--- START ---

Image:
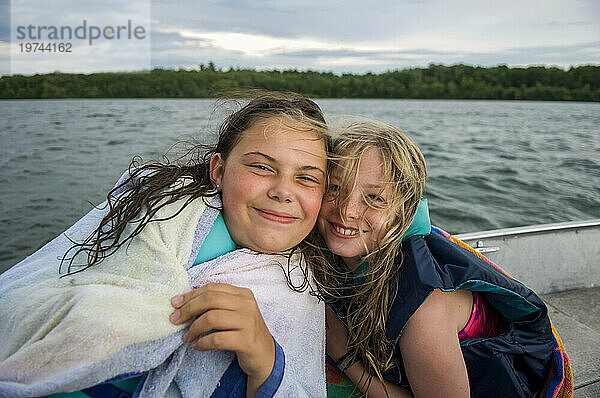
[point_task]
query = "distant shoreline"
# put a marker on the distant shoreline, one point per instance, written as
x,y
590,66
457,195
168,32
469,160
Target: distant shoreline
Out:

--- END ---

▸ **Required work**: An exact reproduction of the material above is needed, without its pictures.

▸ **Result for this task**:
Image:
[point_task]
query = "distant shoreline"
# put a marker on the distant shoreline, one point per instance, written as
x,y
590,66
457,195
168,32
469,160
Target: distant shoreline
Out:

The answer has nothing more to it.